(Entries on locating named things)

[start]

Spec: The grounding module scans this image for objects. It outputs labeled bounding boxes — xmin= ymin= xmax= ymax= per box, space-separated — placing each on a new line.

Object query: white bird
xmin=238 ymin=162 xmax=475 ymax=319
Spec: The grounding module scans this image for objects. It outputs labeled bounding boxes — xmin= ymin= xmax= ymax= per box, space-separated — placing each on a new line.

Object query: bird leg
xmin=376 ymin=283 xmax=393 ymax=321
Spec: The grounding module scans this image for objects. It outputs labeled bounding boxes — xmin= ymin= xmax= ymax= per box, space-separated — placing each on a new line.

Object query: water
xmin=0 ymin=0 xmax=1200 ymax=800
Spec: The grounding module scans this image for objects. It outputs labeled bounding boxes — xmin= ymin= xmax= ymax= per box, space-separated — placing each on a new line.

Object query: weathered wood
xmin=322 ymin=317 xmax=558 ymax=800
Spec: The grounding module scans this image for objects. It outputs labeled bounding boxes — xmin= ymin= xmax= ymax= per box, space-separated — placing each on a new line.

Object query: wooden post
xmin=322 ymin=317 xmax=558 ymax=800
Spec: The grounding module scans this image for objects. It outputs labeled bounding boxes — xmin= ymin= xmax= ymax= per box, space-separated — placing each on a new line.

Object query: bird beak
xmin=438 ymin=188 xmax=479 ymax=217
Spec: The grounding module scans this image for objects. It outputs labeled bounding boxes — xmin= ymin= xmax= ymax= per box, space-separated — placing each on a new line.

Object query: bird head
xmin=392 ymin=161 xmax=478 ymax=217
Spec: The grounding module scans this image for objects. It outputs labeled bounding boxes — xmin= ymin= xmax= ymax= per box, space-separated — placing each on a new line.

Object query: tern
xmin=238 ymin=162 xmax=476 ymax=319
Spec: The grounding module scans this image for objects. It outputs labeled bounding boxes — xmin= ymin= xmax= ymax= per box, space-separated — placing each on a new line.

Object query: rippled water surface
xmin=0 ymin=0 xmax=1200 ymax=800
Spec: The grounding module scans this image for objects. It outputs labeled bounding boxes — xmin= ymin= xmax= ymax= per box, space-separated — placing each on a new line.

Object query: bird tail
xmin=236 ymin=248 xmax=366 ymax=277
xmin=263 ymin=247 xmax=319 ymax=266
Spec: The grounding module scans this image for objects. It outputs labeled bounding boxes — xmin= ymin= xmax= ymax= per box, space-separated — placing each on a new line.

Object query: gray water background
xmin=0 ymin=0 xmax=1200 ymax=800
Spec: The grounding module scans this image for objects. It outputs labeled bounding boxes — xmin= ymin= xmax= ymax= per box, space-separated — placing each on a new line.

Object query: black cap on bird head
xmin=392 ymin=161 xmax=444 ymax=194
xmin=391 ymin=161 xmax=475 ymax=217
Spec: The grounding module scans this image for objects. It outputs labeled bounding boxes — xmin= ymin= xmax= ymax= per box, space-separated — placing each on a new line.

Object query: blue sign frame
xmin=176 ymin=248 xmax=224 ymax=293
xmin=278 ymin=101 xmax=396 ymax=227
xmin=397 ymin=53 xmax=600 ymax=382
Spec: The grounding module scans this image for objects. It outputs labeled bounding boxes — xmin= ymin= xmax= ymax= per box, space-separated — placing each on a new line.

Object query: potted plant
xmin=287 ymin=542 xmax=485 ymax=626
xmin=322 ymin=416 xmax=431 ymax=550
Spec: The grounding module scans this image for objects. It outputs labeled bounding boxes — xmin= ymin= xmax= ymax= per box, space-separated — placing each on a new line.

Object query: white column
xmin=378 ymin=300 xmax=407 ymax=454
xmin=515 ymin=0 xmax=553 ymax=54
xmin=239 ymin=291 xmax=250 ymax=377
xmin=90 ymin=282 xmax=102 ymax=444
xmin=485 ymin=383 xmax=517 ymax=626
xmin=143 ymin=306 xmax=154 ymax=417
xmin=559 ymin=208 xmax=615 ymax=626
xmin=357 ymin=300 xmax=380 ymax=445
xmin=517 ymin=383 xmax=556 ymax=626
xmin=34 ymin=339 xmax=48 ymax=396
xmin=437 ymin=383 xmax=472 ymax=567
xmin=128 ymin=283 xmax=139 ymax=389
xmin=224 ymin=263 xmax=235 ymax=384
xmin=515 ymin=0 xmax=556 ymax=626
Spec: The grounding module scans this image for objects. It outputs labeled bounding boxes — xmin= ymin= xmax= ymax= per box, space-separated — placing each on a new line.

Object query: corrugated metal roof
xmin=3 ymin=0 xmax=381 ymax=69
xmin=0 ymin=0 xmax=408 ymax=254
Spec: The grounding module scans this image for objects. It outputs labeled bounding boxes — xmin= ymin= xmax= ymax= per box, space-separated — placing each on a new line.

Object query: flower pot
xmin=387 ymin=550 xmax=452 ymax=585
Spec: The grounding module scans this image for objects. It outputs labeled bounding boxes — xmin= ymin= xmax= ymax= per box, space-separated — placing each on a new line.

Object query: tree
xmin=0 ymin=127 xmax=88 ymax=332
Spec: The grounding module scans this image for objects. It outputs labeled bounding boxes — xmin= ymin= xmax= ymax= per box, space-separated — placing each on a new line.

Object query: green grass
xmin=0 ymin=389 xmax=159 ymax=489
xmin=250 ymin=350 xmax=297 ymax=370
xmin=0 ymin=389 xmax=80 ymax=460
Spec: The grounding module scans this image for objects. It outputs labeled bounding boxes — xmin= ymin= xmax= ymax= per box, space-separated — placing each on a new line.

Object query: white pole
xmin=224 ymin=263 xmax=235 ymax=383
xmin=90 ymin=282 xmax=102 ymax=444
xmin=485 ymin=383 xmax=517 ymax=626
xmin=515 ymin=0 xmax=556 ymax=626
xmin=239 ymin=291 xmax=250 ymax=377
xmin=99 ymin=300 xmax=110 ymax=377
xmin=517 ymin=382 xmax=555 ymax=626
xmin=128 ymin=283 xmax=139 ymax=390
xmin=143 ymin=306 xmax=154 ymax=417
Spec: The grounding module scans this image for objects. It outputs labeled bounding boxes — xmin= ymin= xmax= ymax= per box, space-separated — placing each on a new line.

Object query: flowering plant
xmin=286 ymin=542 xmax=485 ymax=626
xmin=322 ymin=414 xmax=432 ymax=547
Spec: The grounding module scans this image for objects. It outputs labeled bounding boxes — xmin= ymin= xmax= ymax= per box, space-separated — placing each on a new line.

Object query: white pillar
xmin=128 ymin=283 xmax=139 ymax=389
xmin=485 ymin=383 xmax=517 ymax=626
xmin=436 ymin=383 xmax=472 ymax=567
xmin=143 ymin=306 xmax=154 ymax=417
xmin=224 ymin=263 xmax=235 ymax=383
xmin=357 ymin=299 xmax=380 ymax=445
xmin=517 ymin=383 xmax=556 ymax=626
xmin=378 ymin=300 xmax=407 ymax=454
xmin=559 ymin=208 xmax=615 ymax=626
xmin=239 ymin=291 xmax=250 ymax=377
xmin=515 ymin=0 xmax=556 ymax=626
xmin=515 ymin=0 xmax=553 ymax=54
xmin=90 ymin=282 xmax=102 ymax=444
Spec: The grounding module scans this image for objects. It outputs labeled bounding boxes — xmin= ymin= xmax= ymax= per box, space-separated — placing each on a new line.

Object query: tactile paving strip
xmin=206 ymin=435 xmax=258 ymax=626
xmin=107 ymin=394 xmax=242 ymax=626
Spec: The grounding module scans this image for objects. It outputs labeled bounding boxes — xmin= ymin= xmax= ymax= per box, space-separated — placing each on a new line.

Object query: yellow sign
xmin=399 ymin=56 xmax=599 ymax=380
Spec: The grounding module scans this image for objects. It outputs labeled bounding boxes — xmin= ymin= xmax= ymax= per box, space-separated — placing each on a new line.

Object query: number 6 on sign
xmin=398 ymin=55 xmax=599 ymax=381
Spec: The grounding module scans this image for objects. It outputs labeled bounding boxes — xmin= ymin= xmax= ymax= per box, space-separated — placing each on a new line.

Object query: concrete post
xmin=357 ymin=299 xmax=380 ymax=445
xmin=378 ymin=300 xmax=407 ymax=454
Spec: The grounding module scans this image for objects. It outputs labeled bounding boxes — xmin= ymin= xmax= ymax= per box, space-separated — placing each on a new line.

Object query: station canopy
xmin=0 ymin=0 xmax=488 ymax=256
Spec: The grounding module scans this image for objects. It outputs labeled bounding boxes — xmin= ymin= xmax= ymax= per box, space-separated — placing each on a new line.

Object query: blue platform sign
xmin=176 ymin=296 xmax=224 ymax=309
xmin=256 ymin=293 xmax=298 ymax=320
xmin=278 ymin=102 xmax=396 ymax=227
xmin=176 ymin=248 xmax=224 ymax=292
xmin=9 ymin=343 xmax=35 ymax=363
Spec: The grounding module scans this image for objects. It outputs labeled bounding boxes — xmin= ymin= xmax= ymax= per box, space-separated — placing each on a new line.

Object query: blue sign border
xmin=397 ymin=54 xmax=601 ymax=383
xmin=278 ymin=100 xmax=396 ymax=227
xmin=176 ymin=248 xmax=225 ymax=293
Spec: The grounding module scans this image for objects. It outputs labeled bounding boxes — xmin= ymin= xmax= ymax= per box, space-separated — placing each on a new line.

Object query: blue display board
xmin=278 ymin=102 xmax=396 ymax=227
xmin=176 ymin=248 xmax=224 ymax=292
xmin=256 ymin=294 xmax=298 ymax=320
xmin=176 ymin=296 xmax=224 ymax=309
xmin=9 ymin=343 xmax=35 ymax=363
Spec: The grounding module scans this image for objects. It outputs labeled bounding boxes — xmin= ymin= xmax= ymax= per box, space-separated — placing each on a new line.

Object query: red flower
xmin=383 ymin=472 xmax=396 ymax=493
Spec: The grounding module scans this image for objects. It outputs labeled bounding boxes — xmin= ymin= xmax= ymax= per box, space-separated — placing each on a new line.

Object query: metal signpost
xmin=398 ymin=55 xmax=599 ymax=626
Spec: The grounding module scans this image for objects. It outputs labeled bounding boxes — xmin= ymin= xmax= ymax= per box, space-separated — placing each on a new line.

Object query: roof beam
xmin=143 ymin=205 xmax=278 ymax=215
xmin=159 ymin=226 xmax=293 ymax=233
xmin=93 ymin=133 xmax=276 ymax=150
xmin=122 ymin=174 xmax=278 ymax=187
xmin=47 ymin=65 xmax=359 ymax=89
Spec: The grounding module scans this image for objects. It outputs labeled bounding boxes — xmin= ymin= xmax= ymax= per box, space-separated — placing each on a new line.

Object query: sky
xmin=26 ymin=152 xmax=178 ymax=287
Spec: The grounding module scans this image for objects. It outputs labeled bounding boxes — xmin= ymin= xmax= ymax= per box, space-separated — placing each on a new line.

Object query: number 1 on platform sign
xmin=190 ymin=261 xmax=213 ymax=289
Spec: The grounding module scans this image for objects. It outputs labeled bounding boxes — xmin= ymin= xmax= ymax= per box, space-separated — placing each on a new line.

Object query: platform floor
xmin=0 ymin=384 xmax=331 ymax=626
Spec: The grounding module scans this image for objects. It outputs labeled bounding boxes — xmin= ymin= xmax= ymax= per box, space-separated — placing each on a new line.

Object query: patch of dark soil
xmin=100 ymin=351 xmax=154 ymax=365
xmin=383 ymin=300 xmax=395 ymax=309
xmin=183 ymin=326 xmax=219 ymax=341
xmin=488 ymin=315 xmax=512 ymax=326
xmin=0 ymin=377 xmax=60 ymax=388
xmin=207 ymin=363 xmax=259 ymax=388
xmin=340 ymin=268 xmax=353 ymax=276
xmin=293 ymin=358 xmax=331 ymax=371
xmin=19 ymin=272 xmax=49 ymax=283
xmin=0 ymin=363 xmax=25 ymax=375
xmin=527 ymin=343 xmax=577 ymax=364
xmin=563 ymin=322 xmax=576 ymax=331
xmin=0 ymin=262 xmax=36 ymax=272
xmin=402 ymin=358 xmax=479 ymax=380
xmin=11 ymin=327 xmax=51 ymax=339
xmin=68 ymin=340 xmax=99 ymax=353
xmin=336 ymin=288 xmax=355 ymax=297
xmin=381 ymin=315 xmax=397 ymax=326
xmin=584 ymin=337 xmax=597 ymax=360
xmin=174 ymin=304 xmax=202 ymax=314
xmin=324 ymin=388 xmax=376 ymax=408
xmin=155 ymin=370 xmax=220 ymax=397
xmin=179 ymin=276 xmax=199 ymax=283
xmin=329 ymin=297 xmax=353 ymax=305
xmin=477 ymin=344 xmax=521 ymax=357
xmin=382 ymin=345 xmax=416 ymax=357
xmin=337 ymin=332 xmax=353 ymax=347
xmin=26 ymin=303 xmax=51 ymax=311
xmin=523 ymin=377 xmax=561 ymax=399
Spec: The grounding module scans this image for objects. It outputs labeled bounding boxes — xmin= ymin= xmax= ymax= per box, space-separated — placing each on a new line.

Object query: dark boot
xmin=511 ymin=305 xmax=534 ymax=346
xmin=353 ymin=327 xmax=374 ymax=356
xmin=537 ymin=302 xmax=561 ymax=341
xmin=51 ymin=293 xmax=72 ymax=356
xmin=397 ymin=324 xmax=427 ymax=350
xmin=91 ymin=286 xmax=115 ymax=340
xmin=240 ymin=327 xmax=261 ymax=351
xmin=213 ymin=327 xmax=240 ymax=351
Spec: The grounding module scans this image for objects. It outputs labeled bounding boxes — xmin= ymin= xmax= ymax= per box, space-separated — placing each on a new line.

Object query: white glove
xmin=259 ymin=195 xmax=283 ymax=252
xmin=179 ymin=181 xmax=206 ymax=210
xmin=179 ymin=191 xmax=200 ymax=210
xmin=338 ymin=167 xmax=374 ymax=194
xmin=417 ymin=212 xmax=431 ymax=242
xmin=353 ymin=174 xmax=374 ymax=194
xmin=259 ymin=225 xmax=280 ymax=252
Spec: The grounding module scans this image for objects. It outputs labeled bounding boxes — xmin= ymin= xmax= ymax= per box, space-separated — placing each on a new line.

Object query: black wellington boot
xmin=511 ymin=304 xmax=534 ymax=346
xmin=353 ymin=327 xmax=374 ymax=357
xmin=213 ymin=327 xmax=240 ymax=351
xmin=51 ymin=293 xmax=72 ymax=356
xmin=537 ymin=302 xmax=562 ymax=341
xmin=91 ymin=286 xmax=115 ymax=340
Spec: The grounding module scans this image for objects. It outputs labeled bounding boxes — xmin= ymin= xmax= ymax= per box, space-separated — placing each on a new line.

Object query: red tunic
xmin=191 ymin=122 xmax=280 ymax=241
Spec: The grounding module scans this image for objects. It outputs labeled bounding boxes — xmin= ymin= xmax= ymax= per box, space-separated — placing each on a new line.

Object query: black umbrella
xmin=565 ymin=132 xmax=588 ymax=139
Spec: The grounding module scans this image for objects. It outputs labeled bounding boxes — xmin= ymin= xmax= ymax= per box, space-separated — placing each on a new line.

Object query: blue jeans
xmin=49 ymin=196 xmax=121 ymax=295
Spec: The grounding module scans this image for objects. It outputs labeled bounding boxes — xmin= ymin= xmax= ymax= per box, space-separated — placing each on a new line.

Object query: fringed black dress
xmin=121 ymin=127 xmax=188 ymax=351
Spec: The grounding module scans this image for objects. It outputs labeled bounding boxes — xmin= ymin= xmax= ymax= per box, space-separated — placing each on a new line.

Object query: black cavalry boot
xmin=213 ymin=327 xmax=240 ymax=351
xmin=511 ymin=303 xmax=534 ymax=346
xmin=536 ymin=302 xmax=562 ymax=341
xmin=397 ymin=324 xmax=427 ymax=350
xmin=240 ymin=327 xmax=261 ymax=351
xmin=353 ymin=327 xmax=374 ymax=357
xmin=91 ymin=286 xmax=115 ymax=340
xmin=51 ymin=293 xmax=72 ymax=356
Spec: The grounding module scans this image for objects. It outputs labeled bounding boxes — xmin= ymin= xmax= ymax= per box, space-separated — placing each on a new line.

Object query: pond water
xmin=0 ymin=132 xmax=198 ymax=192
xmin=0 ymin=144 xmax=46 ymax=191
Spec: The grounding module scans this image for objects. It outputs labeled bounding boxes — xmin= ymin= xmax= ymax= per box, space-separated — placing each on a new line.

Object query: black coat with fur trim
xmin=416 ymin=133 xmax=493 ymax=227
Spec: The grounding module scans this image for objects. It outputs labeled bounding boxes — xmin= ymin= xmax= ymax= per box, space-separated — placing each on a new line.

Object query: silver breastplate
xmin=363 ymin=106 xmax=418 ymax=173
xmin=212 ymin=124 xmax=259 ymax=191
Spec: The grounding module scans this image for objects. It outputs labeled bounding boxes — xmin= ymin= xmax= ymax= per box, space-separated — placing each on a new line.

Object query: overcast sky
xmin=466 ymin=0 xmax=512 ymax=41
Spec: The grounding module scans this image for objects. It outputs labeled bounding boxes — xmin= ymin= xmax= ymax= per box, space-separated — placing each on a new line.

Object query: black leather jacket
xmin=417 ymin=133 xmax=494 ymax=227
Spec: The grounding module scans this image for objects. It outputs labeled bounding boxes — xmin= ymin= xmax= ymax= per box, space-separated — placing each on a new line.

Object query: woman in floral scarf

[end]

**Problem to work on**.
Copy the records verbatim, starting at their first line and ending with the line that contains "xmin=376 ymin=283 xmax=393 ymax=321".

**Task output**.
Spec: The grounding module scans this image for objects. It outputs labeled bounding boxes — xmin= ymin= xmax= ymax= per box, space-separated — placing each on a new line.

Object query: white bird
xmin=238 ymin=162 xmax=475 ymax=319
Spec: The grounding module scans this image for objects. It outputs labeled bounding boxes — xmin= ymin= xmax= ymax= per box, space-separated — placing each on a new line.

Object query: bird leg
xmin=376 ymin=283 xmax=393 ymax=321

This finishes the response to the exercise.